D(i,j,3) = "substitution cost"
- The algorithm proceeds recursively, by columns or rows (it doesn't
matter) That is one calculates (by rows) D(0,1,4), then D(0,2,4) to D(0,len(1)+1,4)
then D(1,1,4), D(1,2,4) etc. until one reaches D(len(2)+1, len(1)+1, 4)
which is the final result
At each stage, we calculate D(i,j,4) by the following minimization:
D(i-1,j,4) + D(i,j,1)
(total cost to get to the cell above the present cell plus cost of entering
the present cell by inserting in the sequence spanning the rows [i.e. "deleting"
in the column sequence].)
D(i,j,4) = MIN D(i,j-1,4) + D(i,j,2)
(total cost to get to the cell to the left of the present cell plus cost
of entering the present cell by inserting in the sequence spanning the
columns [i.e., "deleting" in the row sequence.)
D(i-1,j-1,4) + D(i,j,3)
(total cost to get to the cell above and to the left plus cost of entering
the present cell by substituting the row element for the column element)
- Notes on other algorithms.

▬▬▬▬▬▬

* **TASK STATEMENT**: Resume the edit-distance passage, starting right after its last line. The items come from a separate source unrelated to the passage.

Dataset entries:
▬▬▬▬▬▬

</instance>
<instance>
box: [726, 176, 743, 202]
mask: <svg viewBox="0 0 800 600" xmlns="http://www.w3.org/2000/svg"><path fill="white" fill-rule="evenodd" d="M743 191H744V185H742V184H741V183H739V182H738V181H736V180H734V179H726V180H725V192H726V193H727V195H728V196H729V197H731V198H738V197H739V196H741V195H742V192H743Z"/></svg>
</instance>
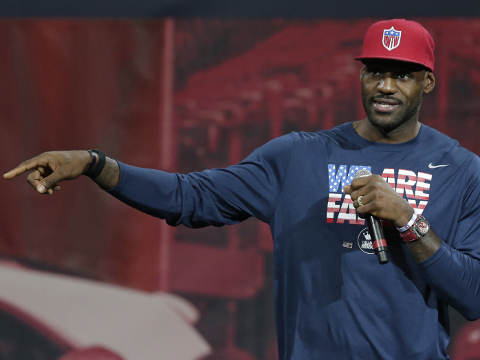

▬▬▬▬▬▬

* **YOUR RESPONSE**:
It is by changing this inner minimization or making it conditional on
other things that different algorithms are built. To make the algorithm
"pay less attention" if an inserted state is identical with what
"preceded it," we simply make the first two of these possibilities
conditional on the nature of the preceding state. This produces an algorithm
where "gaps" in a sequence are priced at some affine function
a + bx, where a is the initial cost, and x is the (lower) cost of simply
adding on another similar state. This retains some sensitivity to duration
without retaining strong sensitivity to "simply continuing what went
before." The current implementation is a special case, with a = 0.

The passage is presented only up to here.